+++ MATERIAL SUPPLIED +++
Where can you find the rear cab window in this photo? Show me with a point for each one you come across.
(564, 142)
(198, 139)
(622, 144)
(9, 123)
+++
+++ MATERIAL SUPPLIED +++
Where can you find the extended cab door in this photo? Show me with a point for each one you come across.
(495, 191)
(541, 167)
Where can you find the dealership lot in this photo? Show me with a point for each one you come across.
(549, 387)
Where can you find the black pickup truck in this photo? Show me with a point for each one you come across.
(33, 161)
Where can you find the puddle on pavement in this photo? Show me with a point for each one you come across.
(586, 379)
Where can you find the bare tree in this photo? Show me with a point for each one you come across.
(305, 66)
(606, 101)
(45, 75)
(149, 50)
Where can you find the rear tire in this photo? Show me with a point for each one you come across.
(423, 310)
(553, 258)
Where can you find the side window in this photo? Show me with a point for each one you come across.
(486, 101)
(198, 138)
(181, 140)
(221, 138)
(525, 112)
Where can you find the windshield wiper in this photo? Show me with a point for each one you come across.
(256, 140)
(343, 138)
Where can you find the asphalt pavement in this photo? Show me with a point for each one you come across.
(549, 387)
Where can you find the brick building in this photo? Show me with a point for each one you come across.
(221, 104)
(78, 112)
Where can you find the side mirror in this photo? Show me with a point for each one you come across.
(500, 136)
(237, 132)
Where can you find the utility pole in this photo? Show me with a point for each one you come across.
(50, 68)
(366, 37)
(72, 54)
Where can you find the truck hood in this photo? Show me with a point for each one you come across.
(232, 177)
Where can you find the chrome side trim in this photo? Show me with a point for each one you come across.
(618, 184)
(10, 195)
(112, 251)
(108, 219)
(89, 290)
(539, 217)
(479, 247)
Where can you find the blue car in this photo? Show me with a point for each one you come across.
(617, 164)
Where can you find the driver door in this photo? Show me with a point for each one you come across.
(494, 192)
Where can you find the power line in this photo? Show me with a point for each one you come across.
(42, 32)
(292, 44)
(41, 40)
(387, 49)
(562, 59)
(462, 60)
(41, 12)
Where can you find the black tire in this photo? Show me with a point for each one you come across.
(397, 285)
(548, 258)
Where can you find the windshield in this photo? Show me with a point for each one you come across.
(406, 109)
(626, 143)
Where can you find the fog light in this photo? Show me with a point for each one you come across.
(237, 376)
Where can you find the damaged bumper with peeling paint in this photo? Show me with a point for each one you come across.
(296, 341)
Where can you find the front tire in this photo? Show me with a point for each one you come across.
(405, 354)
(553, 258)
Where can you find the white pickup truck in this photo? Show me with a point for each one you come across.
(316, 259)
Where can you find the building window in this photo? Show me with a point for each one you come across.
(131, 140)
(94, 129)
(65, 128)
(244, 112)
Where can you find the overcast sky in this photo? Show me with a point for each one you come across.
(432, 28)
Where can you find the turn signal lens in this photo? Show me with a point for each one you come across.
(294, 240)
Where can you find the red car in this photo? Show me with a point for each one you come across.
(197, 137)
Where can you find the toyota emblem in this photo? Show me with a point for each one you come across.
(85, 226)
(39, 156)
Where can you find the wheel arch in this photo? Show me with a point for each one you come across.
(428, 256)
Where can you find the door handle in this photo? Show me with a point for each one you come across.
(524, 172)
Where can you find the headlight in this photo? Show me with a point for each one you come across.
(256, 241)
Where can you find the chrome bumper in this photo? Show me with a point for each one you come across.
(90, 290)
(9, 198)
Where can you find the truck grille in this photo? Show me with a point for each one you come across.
+++
+++ MATERIAL SUPPLIED +++
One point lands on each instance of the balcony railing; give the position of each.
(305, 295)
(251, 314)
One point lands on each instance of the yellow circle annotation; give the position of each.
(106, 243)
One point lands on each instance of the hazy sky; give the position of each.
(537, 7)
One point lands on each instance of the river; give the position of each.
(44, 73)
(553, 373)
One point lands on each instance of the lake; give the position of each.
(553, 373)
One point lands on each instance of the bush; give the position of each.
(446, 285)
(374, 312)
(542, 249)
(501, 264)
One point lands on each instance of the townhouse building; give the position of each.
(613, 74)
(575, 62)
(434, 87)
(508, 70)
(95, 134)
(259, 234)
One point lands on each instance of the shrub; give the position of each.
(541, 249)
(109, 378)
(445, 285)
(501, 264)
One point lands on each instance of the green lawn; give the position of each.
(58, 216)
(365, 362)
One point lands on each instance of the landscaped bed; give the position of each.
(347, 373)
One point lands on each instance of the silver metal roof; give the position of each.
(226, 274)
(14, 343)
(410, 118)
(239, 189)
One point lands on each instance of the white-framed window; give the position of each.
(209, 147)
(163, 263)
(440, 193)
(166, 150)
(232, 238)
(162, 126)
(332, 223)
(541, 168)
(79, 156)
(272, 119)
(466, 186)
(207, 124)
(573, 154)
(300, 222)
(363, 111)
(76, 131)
+++
**SHORT EXERCISE**
Return the data word for word, starting at the line with "Where can you find the overcast" and continuing through the line with "Where can you find the truck grille", both lines included.

**THE SOLUTION**
Where can you find the overcast sky in this photo? Show me with a point for each one you come across.
(432, 28)
Where can you find the turn signal lens in this photo? Show me with a point for each one you come across.
(294, 240)
Where can you find the red car in this photo? Show me with a point for each one you come across.
(197, 137)
Where can you find the toyota emblem in this photo? Show me with a point for each one you come across.
(85, 226)
(39, 156)
Where can you find the wheel arch in this photo? Show me with a point for each one you come across.
(428, 256)
Where can you find the door handle in this photo? Show me with a point for each one you come across.
(524, 172)
Where can you find the headlight in this photo? Show me with a point for each one you come across.
(256, 241)
Where can you find the chrome bumper in this photo? Show me with a point for each one you come across.
(90, 290)
(9, 198)
Where can you find the truck grille in this photo? Show me with a point for each one you come across.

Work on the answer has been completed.